Work request A:
Answer these from the Hydropol passage:
(i) In which city is Aquapak based?
(ii) What raw material is Hydropol based on?
(iii) What position does Mark Lapping hold at Aquapak?
Work request B:
Extend the Hydropol passage with a few more paragraphs, starting after its final sentence.

For single-use biopolymers, biodegradability is essential. Disposed of in recycling, landfill or as litter, they need to be able to break down into harmless compounds over a reasonable timeframe, with no adverse impact on the environment.

Birmingham’s Aquapak has developed a material claimed to do exactly that. Known as Hydropol, the patented polymer is hydrophilic, dissolving harmlessly in water – a handy property for a class of material that frequently ends up in water systems by both accident and design. 

“It’s based on a raw material called polyvinyl alcohol (PVOH), which has been around a long time, but we formulate it in such a way that you can thermally process it,” Mark Lapping, Aquapak’s CEO, told The Engineer. 

“It’s already used in things like stitching and medical devices, dishwasher tablets, that type of thing, but no one made it so they could firmly process it for packaging or for consumer goods. That’s what our point of difference is.”

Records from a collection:

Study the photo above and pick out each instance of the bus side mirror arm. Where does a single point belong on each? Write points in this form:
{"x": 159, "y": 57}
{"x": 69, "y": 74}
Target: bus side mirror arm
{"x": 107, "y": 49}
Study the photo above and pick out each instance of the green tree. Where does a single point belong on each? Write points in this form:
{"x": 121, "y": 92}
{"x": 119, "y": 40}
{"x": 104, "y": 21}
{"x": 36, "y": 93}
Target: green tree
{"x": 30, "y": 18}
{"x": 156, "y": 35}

==

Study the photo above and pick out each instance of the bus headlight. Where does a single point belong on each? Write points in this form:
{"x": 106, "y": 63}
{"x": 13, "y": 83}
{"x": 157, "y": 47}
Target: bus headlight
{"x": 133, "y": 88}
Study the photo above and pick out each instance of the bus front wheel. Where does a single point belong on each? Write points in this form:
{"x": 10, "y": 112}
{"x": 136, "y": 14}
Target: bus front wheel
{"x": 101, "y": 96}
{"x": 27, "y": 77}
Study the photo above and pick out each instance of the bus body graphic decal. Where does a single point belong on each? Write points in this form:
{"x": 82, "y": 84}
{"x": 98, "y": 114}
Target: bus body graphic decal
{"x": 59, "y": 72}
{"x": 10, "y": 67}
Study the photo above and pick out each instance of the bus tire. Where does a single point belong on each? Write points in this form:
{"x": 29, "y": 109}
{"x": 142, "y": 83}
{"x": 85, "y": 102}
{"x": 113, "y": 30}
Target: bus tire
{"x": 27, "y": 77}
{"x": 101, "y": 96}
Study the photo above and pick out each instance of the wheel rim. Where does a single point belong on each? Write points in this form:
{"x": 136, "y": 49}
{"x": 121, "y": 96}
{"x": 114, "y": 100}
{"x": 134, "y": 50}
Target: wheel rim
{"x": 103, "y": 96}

Response area A:
(i) Birmingham
(ii) Polyvinyl alcohol (PVOH)
(iii) CEO

Response area B:
In a similar vein to Xampla, Aquapak’s target is the single-use plastic that can disrupt recycling streams at end-of-life. According to Lapping, Hydropol can be used to manufacture things like garment bags, crisp packets and sachets, items that too often end up as litter and washed into watercourses. Like Xampla’s Morro, Hydropol can also be used as a barrier coating for cardboard or paper. The material dissolves during recycling, leaving the fibrous pulp uncontaminated.

“Traditional plastics will stick to paper and don’t separate,” Lapping explained. “So it gives a real problem downstream for the paper recyclers, because they end up with this gooey mush with plastic and paper mixed together.

“Our material passes in solution, like sugar in your tea, into the effluent plant, where we’ll fully biodegrade, both aerobically and anaerobically.”

Unlike Xampla and Floreon’s products, Hydropol is currently derived from petrochemical sources, meaning it is not strictly a biopolymer. However, Aquapak is exploring bio-based PVOH feedstocks to further bolster the material’s green credentials.

Also in contrast to Xampla and Floreon, Aquapak keeps all manufacturing in-house, opting against the licensing route. Its 30,000 square foot factory can produce 10,000 tonnes of Hydropol pellets annually, using Aquapak’s patented formulation and process. Control over production is an important point of difference for the company, according to Lapping.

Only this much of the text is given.